**Reading text**
<<<<

British company director and local government politician (1891 – 1966)

Lucy Frances Nettlefold OBE aka Nancy Nettlefold (15 June 1891 – 30 March 1966) was a British company director and local government politician. She and three others took the Law Society to court for defining "person" as "man".

==Life==
Nettlefold was born in London in 1891. Her parents were Emily Josephine (born Buckingham) and Oswald Nettlefold. Her father was a wholesaler of hardware. She was never awarded a law degree because she was a woman. She attended Newnham College and she was the first woman to be awarded for coming first in both parts of Cambridge University's double law tripos. Cambridge allowed women to take the exams but never awarded them degrees for many decades. She was articled unofficially to a Lincoln's Inn law firm before joining the National Service for Women.

>>>>

**Data**

<<<<

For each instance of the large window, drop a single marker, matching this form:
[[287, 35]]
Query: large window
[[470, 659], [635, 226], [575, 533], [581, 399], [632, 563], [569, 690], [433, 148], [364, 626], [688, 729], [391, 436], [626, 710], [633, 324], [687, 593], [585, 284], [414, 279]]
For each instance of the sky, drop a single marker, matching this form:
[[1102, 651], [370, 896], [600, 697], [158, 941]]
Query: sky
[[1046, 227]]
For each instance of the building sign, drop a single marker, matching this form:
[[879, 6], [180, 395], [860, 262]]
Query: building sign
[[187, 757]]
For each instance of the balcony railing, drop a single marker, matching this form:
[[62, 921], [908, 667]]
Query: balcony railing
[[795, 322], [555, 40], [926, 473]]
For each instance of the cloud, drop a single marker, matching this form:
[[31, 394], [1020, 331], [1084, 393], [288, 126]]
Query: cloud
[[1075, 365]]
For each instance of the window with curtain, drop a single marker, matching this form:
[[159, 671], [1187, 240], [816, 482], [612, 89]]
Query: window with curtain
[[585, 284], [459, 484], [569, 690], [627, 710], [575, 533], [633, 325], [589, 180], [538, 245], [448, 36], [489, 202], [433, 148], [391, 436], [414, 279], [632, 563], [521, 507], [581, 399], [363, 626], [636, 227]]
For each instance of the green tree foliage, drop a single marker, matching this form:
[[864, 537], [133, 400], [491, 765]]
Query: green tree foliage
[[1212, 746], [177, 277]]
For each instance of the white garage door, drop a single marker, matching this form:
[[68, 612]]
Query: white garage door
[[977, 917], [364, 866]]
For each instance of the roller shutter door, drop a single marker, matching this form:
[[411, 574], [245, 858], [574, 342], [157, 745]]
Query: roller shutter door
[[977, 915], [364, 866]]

>>>>

**List of tasks**
**A.** Reproduce the text on Lucy Frances Nettlefold, everything from "British company director and local government politician (1891" down to "Service for Women.".
**B.** Take the text on Lucy Frances Nettlefold further, picking up after its final sentence.

**Exercise answers**
**A.**
British company director and local government politician (1891 – 1966)

Lucy Frances Nettlefold OBE aka Nancy Nettlefold (15 June 1891 – 30 March 1966) was a British company director and local government politician. She and three others took the Law Society to court for defining "person" as "man".

==Life==
Nettlefold was born in London in 1891. Her parents were Emily Josephine (born Buckingham) and Oswald Nettlefold. Her father was a wholesaler of hardware. She was never awarded a law degree because she was a woman. She attended Newnham College and she was the first woman to be awarded for coming first in both parts of Cambridge University's double law tripos. Cambridge allowed women to take the exams but never awarded them degrees for many decades. She was articled unofficially to a Lincoln's Inn law firm before joining the National Service for Women.

**B.**
==Bebb v. The Law Society==
In 1913, Nettlefold and three other women started an unsuccessful legal action requesting that the Law Society should be compelled to admit women to its preliminary examinations. The three other women were Maud Crofts, Karin Costelloe, who became a psychoanalyst, and Gwyneth Bebb.

Her friend Bebb became the named party for, Bebb v. The Law Society represented by Stanley Buckmaster KC and R. A. Wright. The test case was heard in the Chancery Division in July 1913 by a hostile judge Mr Justice Joyce. The Solicitors Act 1843 included the sentence, 'every Word importing the Masculine Gender only shall extend and be applied to a Female as well as a Male'. The judge ruled that women had no precedent and therefore he could not authorise the first.

The decision was upheld in the Court of Appeal in December 1913, heard by the Master of the Rolls Lord Cozens-Hardy, Lord Justice Swinfen Eady and Lord Justice Phillimore (included in the law reports in 1914).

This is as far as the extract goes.